**Selected extract**

Start

Question

A solution is prepared by dissolving 2 g of a non-volatile solute in 500 mL of solution at \(27^{\circ}\text{C}\). The osmotic pressure of the solution is 0.82 atm. The molar mass of the solute is:

• A. 100g mol^{-1}
• B. 120g mol^{-1}
• C. 150g mol^{-1}
• D. 180g mol^{-1}

Hint:

Always convert temperature to Kelvin and volume to liters before applying colligative property formulas. Also try cancelling constants like \(R = 0.082\) with given values like \(0.82\) to simplify calculations quickly.

Answer 1

The Correct Option is B

Concept: Osmotic pressure (\(\pi\)) is a colligative property that depends on the number of solute particles in solution. For a dilute solution of a non-volatile, non-electrolyte solute, it is given by the van’t Hoff equation: \[ \pi = CRT \] where \(C\) is molar concentration, \(R\) is the gas constant, and \(T\) is absolute temperature. Since \(C = \frac{w}{MV}\), the formula becomes: \[ \pi = \frac{wRT}{MV} \] where \(w\) is mass of solute and \(M\) is molar mass.

End

**Set problem A**
Reproduce the records from the line containing "Practice step: identify the wooden" through the end of the records, requests included, and add 136 to every number in the point coordinates given as answers.
The text and the records have nothing to do with each other.

**Records from a collection**

Start

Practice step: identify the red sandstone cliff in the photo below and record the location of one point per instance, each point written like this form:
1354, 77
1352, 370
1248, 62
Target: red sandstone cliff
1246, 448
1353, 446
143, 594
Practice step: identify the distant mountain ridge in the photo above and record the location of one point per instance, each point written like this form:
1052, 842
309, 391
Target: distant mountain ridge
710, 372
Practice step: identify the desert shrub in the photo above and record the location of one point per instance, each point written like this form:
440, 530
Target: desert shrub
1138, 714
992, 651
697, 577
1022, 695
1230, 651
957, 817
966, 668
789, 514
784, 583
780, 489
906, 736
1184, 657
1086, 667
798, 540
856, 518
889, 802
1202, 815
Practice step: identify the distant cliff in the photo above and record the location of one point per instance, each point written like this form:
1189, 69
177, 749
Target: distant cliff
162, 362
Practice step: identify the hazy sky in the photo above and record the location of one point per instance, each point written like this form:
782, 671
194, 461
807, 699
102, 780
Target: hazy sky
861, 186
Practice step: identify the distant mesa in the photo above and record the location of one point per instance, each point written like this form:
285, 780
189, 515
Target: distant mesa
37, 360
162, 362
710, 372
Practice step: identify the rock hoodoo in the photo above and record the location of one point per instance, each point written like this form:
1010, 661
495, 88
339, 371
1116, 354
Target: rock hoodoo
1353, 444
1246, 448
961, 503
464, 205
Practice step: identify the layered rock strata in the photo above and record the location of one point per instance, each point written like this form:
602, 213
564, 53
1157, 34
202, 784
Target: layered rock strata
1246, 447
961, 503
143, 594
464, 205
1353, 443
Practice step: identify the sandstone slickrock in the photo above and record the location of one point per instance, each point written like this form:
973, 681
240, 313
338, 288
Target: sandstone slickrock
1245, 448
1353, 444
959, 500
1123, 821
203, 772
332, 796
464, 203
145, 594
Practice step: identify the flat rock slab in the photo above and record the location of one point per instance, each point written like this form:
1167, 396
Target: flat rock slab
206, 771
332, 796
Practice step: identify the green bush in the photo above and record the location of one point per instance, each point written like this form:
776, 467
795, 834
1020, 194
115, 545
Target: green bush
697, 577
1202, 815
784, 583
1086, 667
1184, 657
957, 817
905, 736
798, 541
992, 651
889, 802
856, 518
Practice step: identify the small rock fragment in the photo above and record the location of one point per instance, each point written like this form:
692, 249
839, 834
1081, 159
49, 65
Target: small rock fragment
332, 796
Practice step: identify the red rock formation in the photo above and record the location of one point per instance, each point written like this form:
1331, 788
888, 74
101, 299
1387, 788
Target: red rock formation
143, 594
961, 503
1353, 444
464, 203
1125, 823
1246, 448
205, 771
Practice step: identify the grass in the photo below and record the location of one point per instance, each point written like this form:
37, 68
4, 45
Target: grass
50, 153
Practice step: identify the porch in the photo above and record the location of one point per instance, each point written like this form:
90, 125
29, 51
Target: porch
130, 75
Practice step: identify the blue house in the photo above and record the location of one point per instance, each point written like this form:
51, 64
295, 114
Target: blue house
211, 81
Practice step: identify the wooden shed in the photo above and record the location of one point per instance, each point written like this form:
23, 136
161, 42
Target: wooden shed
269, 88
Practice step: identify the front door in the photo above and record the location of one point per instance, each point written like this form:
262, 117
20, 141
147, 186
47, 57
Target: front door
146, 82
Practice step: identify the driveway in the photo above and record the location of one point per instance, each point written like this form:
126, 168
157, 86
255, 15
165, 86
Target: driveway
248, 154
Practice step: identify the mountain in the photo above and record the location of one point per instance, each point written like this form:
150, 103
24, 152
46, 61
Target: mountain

End

**Set problem B**
Resume the worked solution to the osmotic pressure question from the point where it stops.

**Response A**
Practice step: identify the wooden shed in the photo above and record the location of one point per instance, each point written like this form:
23, 136
161, 42
Target: wooden shed
405, 224
Practice step: identify the front door in the photo above and record the location of one point per instance, each point written like this form:
262, 117
20, 141
147, 186
47, 57
Target: front door
282, 218
Practice step: identify the driveway in the photo above and record the location of one point per instance, each point written like this form:
126, 168
157, 86
255, 15
165, 86
Target: driveway
384, 290
Practice step: identify the mountain in the photo above and record the location of one point per instance, each point written like this form:
150, 103
24, 152
46, 61
Target: mountain

**Response B**
Step 1: Given data and unit conversion.

• Mass of solute, \(w = 2\,\text{g}\)
• Volume of solution, \(V = 500\,\text{mL} = 0.5\,\text{L}\)
• Temperature, \(T = 27^{\circ}\text{C} = 300\,\text{K}\)
• Osmotic pressure, \(\pi = 0.82\,\text{atm}\)
• Gas constant, \(R = 0.082\,\text{L atm K}^{-1}\text{ mol}^{-1}\)

Step 2: Rearranging formula for molar mass.
\[ M = \frac{wRT}{\pi V} \]

Step 3: Substituting values.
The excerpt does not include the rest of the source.